While I'm looking forward to travel, I'm not in the mood to do this. I'm really just taking up time until the economic situation in America improves enough so I can get a job or until the political situation improves in Madagascar and I can go back.

I really appreciate all the emails and posts of support. It means so much to know that I have couches to sleep on back in the states. I can't wait to see everyone again, and will let you know when I'm heading home. In the meantime, please continue to send positive thoughts Madagascar's way.

Saturday, March 14, 2009

Tena Malahelo

Peace Corps is evacuating Madagascar. I leave tomorrow. I'll update you when I know more. http://news.bbc.co.uk/2/hi/africa/7942252.stm

Monday, February 16, 2009

Crisis update

Thanks for your notes and well wishes. Madagascar's political environment is still shaky. Peace Corps has taken very good care of us, and is doing everything possible to keep the program running and all volunteers safe, but it seems Madagascar's leading politicians can't keep their egos under wraps. Our situation is day-to-day. Yesterday we thought we were going back to site. Today (just after midnight, actually) we were told to sit tight for a little while longer. The positives from consolidation include the friendships I've made with my fellow volunteers and the improvement in my volleyball game. The negatives include worrying about the future: peoples lives are going to be much harder here no matter who is president (rise in prices, decline in tourists, etc.); wondering if there will be a couch I can crash on and employment for me should I have to go back to the States a year early, and my new addiction to Facebook. There are a few good websites that are keeping us up to date: one on facebook (Updates on Madagascar Crisis) and www.sobika.com (in French, though). I'll write more when I know more myself! Please keep Madagascar in your thoughts!

* Directions for this task:
Please extend the Madagascar blog entries above, picking up right after their final sentence.

* Given records:
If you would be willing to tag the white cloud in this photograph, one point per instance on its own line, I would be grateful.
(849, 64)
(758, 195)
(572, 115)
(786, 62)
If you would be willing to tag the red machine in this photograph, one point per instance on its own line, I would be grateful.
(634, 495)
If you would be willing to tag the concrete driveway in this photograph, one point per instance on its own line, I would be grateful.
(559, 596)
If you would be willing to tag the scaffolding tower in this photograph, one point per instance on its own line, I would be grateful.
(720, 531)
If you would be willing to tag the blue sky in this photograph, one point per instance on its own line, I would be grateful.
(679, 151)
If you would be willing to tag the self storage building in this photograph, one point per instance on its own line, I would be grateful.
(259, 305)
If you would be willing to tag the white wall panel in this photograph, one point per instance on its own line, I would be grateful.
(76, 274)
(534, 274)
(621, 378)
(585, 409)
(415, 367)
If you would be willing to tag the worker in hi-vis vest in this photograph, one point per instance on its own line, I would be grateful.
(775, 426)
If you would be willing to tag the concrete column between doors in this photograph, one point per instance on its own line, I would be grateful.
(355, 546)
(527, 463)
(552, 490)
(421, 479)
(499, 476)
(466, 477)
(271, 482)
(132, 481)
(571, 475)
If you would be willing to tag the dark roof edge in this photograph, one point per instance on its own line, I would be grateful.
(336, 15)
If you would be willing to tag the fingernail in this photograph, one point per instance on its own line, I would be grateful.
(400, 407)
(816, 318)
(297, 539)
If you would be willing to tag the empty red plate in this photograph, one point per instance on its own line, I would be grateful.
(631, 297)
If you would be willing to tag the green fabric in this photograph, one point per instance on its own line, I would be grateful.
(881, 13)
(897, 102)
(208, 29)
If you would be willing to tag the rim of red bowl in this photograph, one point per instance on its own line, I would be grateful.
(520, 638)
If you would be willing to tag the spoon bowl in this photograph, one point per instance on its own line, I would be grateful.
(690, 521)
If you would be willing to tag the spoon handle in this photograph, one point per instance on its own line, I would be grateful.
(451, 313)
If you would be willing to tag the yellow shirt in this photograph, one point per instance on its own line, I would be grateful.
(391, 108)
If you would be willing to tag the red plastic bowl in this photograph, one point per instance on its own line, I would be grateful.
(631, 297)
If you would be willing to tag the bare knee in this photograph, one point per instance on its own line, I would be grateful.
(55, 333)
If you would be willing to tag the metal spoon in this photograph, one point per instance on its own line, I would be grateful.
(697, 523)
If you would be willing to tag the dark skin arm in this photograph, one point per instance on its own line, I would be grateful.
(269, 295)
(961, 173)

* The response:
Tuesday, January 27, 2009

Not ready to leave

On my way into Tana on Sunday I thought that I really didn’t want to leave site. I had just gone to Fianar to watch Obama’s inauguration speech and had only been back at site for a few days before leaving for a conference at our training center. Usually when I know I need to be in either Tana or Fianar I can’t wait to go. The attraction of the internet or the pull of the beer at Hotel de France or the fear that I’m missing out on fun with other arriving volunteers forces me onto the first brousse out of site. But this time, I took the last brousse out, and wished I didn’t need to attend this conference that was taking me into the capitol a week ahead of a planned two-week training session (to prepare for the next group of volunteers!).

But the trip in was pleasurable. I admired the greenness of “my” highlands, the effect of all the recent rains, and enjoyed an uneventful (so rare!) arrival in Tana and easy negotiation for a cab to the Peace Corps bunk house. Surprisingly, the cab driver said there was vaovao in Tana. He explained that there was a fight between the mayor in Tana and the President of Madagascar.

We passed lots of people demonstrating along the streets. People had parked their cars on the medians, their car radios blaring the political speeches and the news through open doors and windows so the crowds could hear. My driver said that people were angry because the President gets richer while the people get poorer. I’ve heard that view often since arriving last February and naively thought it was good to see some peaceful political activism in the capitol.

However, a few hours later and a few blocks away, we heard of angry mobs burning down the President’s radio and tv station (supposedly retribution for the President’s closure of and damage to the opposition station), then we heard about buildings burning, and finally looting and most unfortunate, the death of one or two people caught in the crowd.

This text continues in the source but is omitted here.